Required work » Exactly reproduce the line containing "Put a marker on every instance of the garlic bulb with" together with every line after it, through the end of the entries, and give nothing more.

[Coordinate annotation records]
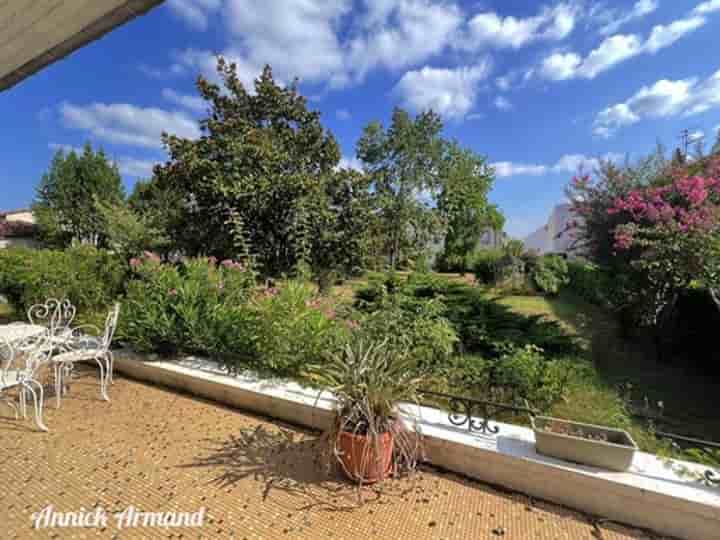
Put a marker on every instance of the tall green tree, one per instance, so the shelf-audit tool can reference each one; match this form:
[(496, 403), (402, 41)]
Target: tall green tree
[(65, 204), (404, 163), (466, 180), (262, 179)]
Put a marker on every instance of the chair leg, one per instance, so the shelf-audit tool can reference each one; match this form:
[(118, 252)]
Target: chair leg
[(58, 383), (111, 364), (11, 405), (103, 380), (23, 402), (38, 402)]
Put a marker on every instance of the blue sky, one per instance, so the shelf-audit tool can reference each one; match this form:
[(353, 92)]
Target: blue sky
[(537, 87)]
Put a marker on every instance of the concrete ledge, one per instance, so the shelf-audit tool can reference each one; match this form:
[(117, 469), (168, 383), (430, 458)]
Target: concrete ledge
[(652, 495)]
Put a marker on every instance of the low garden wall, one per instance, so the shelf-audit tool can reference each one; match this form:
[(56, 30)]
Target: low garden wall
[(653, 494)]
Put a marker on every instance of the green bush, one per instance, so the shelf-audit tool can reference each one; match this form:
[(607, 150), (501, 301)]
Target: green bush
[(90, 278), (293, 329), (549, 274), (487, 266), (518, 374), (194, 306), (590, 282), (413, 324)]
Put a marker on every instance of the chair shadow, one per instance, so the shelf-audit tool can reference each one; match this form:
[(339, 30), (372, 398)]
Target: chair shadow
[(295, 464)]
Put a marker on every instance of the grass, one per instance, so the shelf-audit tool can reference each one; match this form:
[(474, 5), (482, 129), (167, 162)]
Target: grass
[(690, 398), (609, 361), (6, 313)]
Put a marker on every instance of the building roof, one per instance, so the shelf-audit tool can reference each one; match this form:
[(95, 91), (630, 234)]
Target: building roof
[(4, 213), (37, 33)]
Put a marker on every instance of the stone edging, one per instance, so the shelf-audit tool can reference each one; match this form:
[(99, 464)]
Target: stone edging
[(650, 495)]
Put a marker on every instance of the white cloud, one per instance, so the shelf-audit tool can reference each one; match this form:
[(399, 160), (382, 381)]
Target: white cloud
[(126, 124), (194, 103), (707, 7), (662, 99), (615, 49), (194, 12), (489, 29), (616, 19), (504, 169), (399, 33), (66, 148), (504, 82), (502, 103), (569, 163), (298, 38), (350, 163), (449, 92), (664, 36), (560, 66), (611, 51), (138, 168)]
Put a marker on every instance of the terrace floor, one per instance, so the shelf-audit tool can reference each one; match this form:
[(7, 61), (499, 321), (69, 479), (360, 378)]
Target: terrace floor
[(258, 479)]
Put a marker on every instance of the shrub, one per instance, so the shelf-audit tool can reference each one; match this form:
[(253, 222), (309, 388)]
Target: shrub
[(413, 324), (518, 374), (549, 274), (590, 282), (487, 266), (90, 278), (293, 329), (197, 306)]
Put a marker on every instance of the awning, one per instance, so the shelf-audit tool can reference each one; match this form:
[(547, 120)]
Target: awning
[(36, 33)]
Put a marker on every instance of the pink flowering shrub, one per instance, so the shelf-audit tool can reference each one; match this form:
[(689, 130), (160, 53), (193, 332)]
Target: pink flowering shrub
[(659, 233), (15, 229)]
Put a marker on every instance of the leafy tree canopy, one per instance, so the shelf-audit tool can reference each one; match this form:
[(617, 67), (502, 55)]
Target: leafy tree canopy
[(261, 180), (65, 208)]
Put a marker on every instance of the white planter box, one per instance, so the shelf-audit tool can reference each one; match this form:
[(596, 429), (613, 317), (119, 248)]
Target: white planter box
[(611, 449)]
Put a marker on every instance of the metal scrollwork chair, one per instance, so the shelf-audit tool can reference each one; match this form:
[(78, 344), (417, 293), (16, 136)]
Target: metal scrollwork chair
[(79, 346), (19, 369), (56, 315)]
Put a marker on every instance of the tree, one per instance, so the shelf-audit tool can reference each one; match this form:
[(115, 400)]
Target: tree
[(337, 228), (128, 232), (466, 180), (65, 208), (260, 173), (404, 163)]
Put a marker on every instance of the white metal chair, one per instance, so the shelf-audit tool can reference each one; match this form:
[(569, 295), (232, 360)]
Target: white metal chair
[(79, 346), (56, 315), (19, 366)]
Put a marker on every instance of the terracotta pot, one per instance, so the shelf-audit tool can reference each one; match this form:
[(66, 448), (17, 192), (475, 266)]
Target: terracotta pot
[(365, 458)]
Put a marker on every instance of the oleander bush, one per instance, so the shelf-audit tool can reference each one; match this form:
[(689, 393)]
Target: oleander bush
[(196, 305), (90, 278)]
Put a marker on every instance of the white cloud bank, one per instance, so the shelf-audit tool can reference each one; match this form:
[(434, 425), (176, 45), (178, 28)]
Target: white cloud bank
[(450, 92), (662, 99), (125, 124), (614, 49), (569, 163)]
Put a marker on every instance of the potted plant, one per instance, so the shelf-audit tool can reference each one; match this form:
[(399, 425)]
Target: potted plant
[(367, 436), (587, 444)]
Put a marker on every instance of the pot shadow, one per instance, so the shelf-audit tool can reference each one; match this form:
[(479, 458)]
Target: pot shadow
[(289, 466)]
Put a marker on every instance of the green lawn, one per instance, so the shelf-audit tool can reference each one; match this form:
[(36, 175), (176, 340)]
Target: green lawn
[(5, 313), (691, 400)]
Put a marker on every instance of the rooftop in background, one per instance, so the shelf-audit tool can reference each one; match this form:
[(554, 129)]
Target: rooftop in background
[(34, 34)]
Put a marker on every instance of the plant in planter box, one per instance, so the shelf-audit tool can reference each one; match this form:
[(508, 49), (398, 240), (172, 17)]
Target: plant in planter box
[(369, 380)]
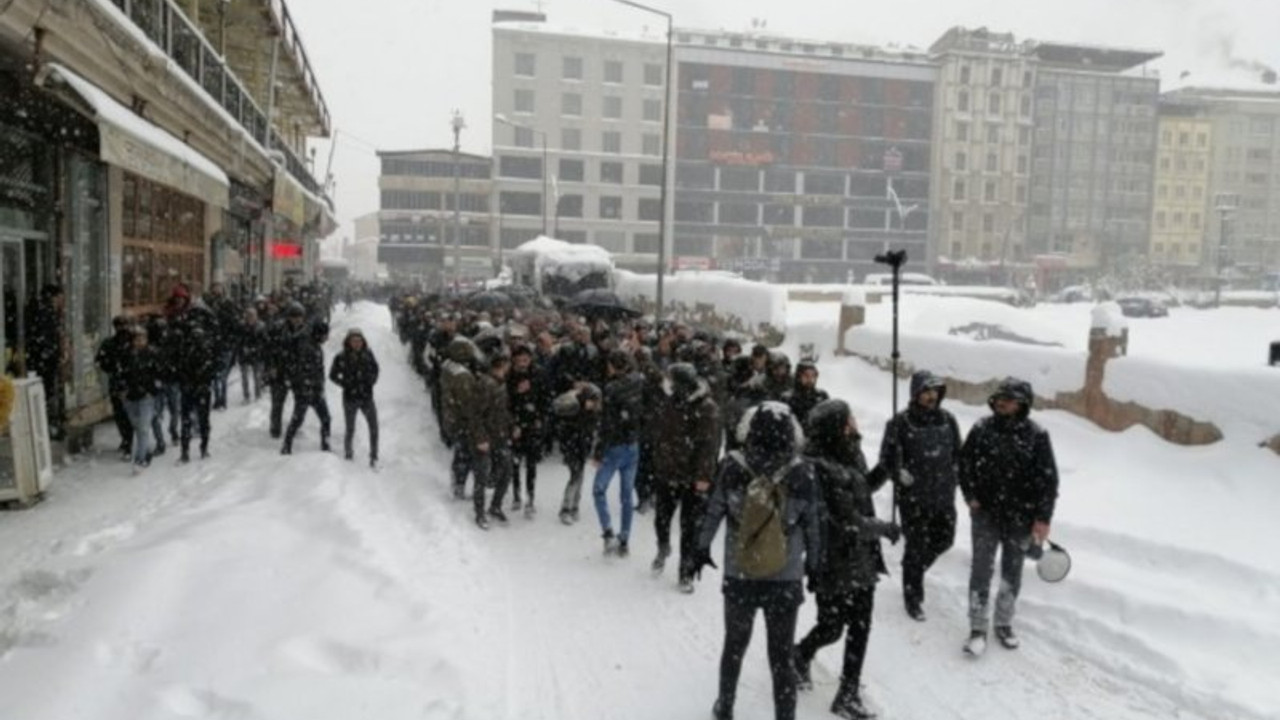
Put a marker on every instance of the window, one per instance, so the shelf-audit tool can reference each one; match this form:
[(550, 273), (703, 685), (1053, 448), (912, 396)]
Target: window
[(650, 174), (653, 74), (521, 203), (611, 173), (572, 171), (516, 167), (652, 110), (572, 68), (570, 206), (613, 71), (524, 100), (649, 209), (611, 208), (526, 64), (739, 214)]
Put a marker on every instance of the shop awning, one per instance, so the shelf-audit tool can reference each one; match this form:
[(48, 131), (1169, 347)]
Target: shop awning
[(135, 144)]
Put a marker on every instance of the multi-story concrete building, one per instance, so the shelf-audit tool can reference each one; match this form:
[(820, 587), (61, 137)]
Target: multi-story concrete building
[(1182, 209), (138, 154), (800, 160), (982, 147), (416, 220), (1093, 154), (1244, 164), (577, 139)]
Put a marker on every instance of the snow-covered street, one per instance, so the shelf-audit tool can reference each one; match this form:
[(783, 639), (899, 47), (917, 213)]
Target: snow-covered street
[(256, 586)]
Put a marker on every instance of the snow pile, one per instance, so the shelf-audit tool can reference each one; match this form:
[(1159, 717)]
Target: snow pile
[(753, 302), (1106, 317), (565, 259)]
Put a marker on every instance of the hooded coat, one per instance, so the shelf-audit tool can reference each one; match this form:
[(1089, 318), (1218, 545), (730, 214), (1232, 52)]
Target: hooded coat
[(772, 443), (927, 442), (851, 554), (1008, 466)]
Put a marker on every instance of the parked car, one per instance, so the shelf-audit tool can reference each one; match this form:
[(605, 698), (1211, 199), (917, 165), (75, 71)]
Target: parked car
[(1142, 308)]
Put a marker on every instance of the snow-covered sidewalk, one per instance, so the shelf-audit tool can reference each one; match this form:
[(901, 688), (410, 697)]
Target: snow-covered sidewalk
[(260, 587)]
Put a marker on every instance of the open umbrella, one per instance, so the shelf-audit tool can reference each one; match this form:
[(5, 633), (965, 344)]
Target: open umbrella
[(488, 301), (603, 304)]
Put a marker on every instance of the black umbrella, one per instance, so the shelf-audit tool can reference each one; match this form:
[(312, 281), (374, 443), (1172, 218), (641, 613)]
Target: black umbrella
[(488, 301), (603, 304)]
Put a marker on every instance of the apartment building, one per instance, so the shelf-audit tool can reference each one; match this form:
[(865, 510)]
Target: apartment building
[(417, 229), (136, 154), (577, 137), (1093, 154)]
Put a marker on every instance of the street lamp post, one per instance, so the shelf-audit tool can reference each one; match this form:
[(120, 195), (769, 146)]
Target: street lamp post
[(666, 146), (504, 121)]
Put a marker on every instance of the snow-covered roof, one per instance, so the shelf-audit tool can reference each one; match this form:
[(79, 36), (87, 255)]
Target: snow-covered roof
[(566, 259)]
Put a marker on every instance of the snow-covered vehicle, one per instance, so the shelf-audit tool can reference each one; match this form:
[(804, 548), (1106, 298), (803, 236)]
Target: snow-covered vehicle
[(561, 269)]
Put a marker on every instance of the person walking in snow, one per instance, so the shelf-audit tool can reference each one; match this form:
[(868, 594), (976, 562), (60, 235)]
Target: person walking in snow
[(851, 560), (769, 501), (1009, 479), (924, 442), (306, 381), (355, 370), (492, 440), (685, 455), (618, 449)]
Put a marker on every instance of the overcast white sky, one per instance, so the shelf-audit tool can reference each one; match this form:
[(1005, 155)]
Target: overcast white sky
[(392, 71)]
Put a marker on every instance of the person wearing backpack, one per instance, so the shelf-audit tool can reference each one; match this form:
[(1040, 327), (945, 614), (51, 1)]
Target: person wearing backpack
[(768, 497), (851, 561)]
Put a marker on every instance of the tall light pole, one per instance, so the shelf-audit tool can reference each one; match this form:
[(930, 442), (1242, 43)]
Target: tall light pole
[(457, 123), (666, 145), (504, 121)]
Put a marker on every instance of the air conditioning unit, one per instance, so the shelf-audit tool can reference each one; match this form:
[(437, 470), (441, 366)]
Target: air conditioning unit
[(26, 459)]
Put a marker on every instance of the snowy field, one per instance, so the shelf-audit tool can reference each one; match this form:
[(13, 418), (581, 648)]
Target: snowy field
[(261, 587)]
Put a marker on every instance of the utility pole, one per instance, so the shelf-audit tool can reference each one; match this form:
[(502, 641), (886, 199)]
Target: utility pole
[(458, 123)]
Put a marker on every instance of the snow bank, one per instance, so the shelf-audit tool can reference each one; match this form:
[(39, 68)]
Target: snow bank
[(753, 302), (562, 259)]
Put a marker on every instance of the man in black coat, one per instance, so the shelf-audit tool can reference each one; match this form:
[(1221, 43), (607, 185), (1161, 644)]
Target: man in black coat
[(924, 442), (355, 370), (851, 559), (306, 379), (1009, 479)]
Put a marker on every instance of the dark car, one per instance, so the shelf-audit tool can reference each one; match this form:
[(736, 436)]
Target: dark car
[(1142, 308)]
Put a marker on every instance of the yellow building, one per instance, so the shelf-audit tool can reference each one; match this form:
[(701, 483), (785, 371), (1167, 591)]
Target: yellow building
[(1182, 208)]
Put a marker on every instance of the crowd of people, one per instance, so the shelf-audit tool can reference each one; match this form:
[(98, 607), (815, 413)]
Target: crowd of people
[(168, 370), (693, 423)]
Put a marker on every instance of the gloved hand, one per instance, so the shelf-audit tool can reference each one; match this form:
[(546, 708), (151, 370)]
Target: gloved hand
[(702, 560), (894, 532)]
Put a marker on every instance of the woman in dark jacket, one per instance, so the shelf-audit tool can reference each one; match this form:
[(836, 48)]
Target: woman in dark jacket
[(355, 370), (851, 561)]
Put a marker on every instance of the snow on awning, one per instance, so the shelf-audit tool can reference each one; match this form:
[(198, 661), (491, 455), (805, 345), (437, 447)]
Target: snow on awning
[(135, 144)]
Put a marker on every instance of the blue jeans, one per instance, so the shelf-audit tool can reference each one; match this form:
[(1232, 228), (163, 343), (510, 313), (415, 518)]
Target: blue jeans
[(622, 459), (140, 413)]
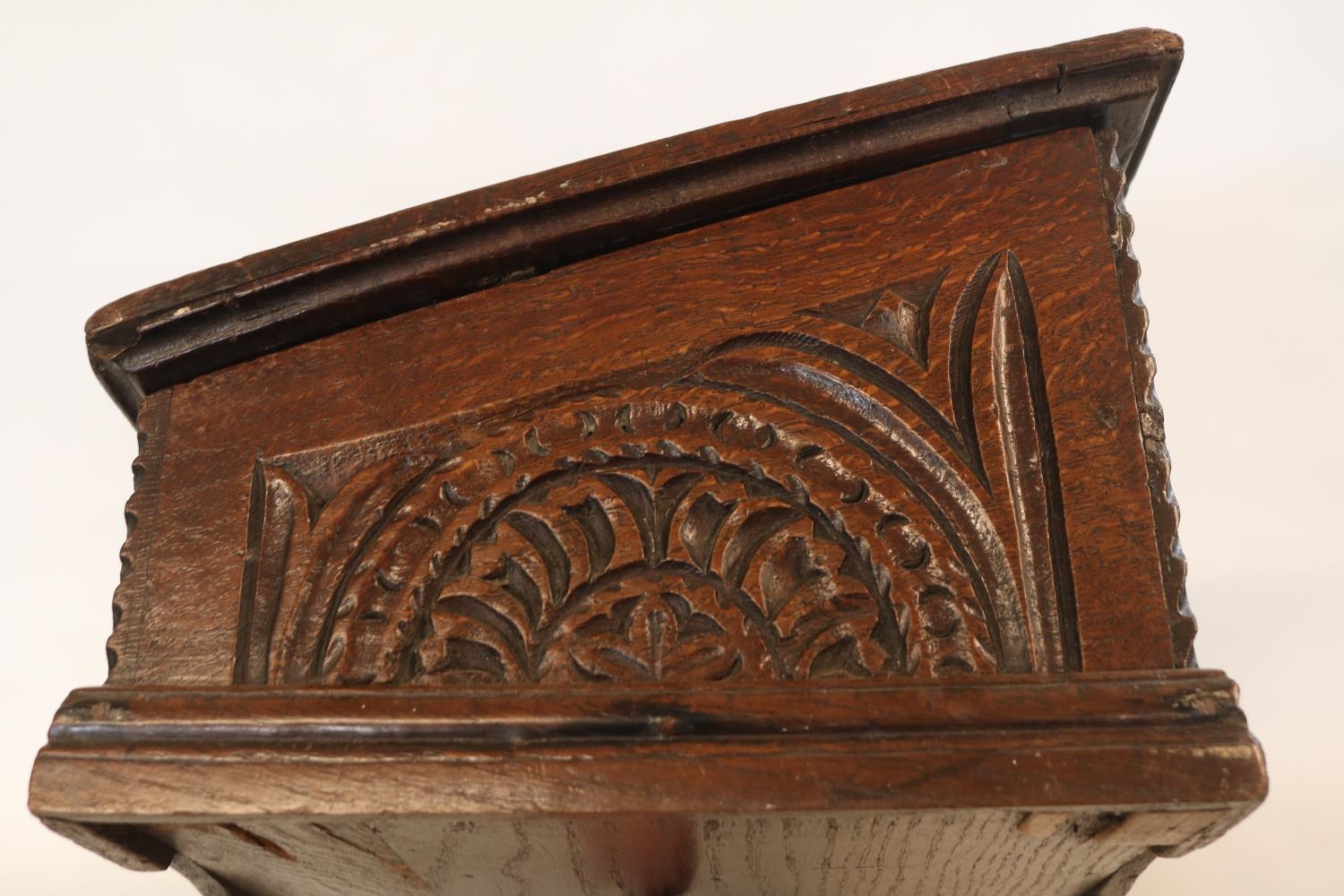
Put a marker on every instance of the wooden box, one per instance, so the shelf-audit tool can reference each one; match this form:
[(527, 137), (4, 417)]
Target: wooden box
[(780, 506)]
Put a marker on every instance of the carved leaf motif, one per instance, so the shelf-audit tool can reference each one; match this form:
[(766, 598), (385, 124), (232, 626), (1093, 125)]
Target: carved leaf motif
[(784, 576), (510, 564), (1032, 473)]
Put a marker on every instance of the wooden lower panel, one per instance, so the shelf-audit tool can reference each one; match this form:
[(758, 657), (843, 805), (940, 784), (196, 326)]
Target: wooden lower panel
[(969, 853)]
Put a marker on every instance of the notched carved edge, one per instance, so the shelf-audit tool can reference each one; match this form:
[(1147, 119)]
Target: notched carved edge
[(1144, 366), (151, 430)]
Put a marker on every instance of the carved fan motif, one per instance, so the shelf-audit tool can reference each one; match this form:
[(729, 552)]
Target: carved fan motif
[(808, 532)]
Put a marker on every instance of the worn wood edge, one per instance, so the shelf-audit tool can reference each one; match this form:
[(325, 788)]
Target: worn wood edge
[(129, 598), (204, 322), (128, 845), (1144, 366), (1187, 747), (203, 880)]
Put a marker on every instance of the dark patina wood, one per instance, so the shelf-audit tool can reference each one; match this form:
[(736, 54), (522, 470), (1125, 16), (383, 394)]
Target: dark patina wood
[(744, 512)]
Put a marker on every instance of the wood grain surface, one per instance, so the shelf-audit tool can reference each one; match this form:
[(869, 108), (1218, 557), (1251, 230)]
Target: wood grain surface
[(776, 508)]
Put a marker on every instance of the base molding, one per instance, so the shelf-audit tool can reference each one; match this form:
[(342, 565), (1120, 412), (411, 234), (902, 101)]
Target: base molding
[(1134, 740)]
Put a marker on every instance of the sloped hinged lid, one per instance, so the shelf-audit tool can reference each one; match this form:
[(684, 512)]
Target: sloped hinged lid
[(228, 314)]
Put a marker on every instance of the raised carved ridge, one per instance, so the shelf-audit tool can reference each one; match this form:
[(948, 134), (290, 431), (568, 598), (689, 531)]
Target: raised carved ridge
[(776, 512), (1166, 511)]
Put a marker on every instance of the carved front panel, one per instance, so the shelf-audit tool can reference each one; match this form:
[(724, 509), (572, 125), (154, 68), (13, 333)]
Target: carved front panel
[(766, 513), (887, 430)]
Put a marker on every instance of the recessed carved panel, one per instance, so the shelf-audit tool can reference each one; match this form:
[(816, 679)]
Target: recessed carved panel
[(784, 506)]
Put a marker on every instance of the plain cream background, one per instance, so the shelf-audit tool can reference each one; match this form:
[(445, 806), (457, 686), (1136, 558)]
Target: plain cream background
[(147, 140)]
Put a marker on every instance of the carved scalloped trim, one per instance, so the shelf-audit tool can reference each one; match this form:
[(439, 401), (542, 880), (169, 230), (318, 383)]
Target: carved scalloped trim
[(151, 429), (1166, 511)]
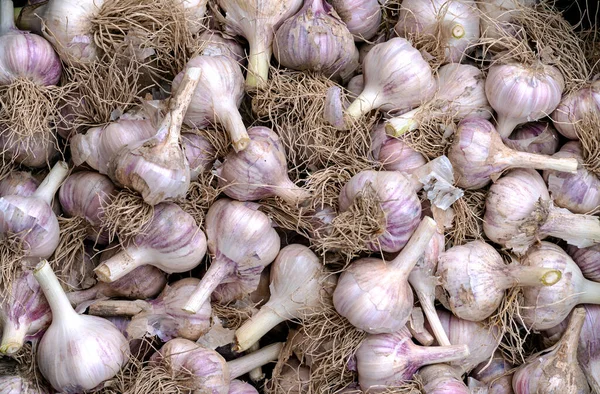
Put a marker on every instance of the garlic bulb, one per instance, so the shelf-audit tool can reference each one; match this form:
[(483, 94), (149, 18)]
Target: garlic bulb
[(398, 200), (578, 192), (396, 78), (478, 155), (315, 39), (299, 283), (259, 171), (374, 295), (522, 94), (173, 243), (77, 352), (217, 96), (518, 212), (157, 168), (257, 21), (392, 359), (362, 17), (453, 25), (474, 279), (557, 371), (24, 314), (242, 243)]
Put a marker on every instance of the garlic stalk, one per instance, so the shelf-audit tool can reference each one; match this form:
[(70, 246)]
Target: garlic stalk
[(374, 295), (217, 96), (173, 243), (299, 283), (157, 168), (242, 243), (257, 21), (392, 359), (77, 352), (520, 93), (557, 371), (478, 155), (259, 171), (474, 278), (396, 78), (518, 212)]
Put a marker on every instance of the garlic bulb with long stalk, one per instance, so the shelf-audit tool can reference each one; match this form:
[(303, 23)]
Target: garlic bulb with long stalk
[(518, 212), (396, 77), (173, 243), (77, 352), (24, 314), (157, 167), (520, 93), (257, 21), (450, 26), (557, 371), (217, 97), (242, 243), (578, 192), (259, 171), (392, 359), (299, 283), (478, 155), (315, 39), (374, 295)]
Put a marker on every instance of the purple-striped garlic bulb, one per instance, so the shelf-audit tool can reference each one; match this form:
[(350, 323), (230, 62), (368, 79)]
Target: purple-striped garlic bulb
[(173, 242), (299, 283), (398, 200), (520, 93), (478, 155), (241, 242), (362, 17), (374, 295), (474, 279), (257, 21), (259, 171), (157, 167), (453, 25), (24, 314), (519, 212), (392, 359), (578, 192), (396, 78), (217, 97), (557, 371), (316, 39)]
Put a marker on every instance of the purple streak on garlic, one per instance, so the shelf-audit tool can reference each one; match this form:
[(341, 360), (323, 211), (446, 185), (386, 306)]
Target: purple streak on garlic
[(392, 359), (478, 155), (299, 283), (578, 192), (362, 17), (259, 171), (315, 39), (257, 21), (173, 243), (453, 24), (396, 78), (32, 217), (217, 97), (534, 137), (241, 242), (558, 370), (474, 279), (522, 94), (24, 314), (519, 212), (398, 201), (374, 295)]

Result for this exercise »
Put a marker on every instance of the garlic bulb with long stalk, one per instance, so the shelf-audit tool can reference each one; match this form:
[(303, 23)]
Target: garlic bulb with long stalk
[(518, 212), (396, 77), (173, 243), (77, 352), (24, 314), (157, 167), (520, 93), (257, 21), (450, 26), (557, 371), (217, 97), (242, 243), (578, 192), (259, 171), (392, 359), (299, 283), (478, 155), (315, 39), (374, 295)]
Put a marker on every instance of the purple-striped garlic bulb, one per instance, so the shelf-audit tool can reference each one; match this form:
[(350, 323), (230, 62), (368, 79)]
Target: purple-striped garlic bulb
[(173, 242), (299, 283), (398, 200), (520, 93), (478, 155), (241, 242), (362, 17), (374, 295), (474, 279), (257, 21), (259, 171), (157, 167), (453, 25), (24, 314), (519, 212), (392, 359), (578, 192), (396, 78), (217, 97), (557, 371), (316, 39)]
Put a marker on every instance of the purple streak on garlic, one per instance, so the shelf-audit tool can reference each one; match this form:
[(341, 360), (323, 211), (446, 185), (386, 306)]
Target: purple streak on garlic
[(392, 359), (478, 155), (299, 283), (578, 192), (362, 17), (259, 171), (315, 39), (257, 21), (173, 243), (453, 24), (396, 78), (32, 217), (217, 97), (534, 137), (241, 242), (558, 370), (474, 279), (522, 94), (24, 314), (519, 212), (398, 201), (374, 295)]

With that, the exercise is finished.